*Aim of the exercise*:
Leave out the pictures and repeat the entries below verbatim.

*Data listing*:

· · · · · · ·

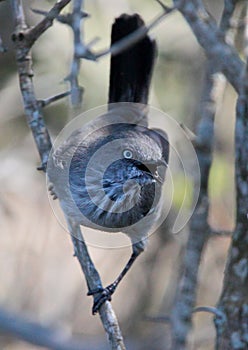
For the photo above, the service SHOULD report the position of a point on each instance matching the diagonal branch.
(34, 333)
(35, 32)
(199, 227)
(212, 39)
(33, 112)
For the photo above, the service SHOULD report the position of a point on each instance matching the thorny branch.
(212, 38)
(36, 334)
(233, 330)
(181, 319)
(24, 39)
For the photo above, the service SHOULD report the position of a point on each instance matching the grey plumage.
(109, 175)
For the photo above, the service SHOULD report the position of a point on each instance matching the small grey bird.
(111, 179)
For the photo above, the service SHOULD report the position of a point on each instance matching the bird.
(110, 178)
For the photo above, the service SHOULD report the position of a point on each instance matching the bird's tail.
(131, 70)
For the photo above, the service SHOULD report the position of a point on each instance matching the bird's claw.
(100, 296)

· · · · · · ·

*Output of the task*:
For the photo above, the service SHOULD report the position of a point on each instance matching the diagonal branch.
(34, 333)
(35, 32)
(199, 227)
(212, 39)
(33, 112)
For the photo above, the service SHOULD report the position of a point on each instance matching the thorny branch.
(212, 38)
(36, 334)
(233, 330)
(181, 319)
(24, 39)
For the photo above, the service SHOULD report the position of a point on each instance matching the grey plumage.
(109, 175)
For the photo above, the service SHOULD report the position of a point on each instance matching the small grey bird.
(111, 179)
For the photo above, the service SHOULD report the position of a point on each instance matching the bird.
(110, 178)
For the photo above, the service SHOULD report the position of a point on each instance matching the bird's tail.
(131, 70)
For the photo above, the service SHOULD report the position of a point on each instance matching the bird's claw.
(100, 296)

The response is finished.